Report each line from the listing that the string "tower" appears in.
########################################
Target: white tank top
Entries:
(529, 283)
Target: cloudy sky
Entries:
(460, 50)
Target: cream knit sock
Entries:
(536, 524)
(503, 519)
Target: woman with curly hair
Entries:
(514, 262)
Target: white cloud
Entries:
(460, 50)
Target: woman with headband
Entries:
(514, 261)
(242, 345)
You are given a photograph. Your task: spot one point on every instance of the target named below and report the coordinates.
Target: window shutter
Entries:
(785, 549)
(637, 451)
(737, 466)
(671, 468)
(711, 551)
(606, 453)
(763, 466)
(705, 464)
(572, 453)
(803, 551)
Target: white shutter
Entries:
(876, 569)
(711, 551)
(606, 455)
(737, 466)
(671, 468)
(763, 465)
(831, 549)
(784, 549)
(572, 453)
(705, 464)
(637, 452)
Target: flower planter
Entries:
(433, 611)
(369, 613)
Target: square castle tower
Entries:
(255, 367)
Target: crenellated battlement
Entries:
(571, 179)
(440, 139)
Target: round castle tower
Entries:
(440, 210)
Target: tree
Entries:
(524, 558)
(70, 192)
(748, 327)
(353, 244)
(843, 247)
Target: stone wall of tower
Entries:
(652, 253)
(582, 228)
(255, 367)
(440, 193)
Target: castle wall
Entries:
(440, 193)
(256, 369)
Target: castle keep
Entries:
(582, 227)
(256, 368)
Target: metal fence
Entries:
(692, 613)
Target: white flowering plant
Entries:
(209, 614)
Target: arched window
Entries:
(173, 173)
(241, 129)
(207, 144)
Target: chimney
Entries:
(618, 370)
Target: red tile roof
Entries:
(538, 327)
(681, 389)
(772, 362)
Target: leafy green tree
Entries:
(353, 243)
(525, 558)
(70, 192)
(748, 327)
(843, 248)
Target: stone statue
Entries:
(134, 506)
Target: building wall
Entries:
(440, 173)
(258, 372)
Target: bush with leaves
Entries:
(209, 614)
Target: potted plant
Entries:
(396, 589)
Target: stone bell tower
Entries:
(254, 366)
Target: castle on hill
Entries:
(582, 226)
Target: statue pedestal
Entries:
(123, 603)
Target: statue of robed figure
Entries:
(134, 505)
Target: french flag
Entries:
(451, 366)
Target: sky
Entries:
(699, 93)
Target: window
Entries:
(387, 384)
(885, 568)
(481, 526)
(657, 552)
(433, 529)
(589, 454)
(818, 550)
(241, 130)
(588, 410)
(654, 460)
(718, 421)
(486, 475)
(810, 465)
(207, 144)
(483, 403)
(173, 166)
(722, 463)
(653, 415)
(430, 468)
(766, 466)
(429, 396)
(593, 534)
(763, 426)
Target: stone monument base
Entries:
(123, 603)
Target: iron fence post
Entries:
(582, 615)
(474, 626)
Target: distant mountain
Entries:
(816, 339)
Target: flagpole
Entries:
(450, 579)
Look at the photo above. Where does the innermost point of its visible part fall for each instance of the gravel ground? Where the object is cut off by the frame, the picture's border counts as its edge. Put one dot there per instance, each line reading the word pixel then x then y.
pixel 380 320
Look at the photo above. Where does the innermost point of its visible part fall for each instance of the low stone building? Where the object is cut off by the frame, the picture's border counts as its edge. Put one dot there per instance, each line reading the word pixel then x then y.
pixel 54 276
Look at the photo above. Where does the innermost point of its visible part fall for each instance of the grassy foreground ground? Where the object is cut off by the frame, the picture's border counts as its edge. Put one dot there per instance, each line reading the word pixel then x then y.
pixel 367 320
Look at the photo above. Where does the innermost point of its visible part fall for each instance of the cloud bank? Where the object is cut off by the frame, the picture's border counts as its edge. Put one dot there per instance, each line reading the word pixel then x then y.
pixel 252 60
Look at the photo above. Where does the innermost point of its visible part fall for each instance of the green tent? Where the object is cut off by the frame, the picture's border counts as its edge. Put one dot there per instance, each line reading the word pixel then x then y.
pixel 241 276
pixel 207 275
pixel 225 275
########################################
## Task result
Target: square castle tower
Target: round castle tower
Target: stone wall of tower
Target: stone bell tower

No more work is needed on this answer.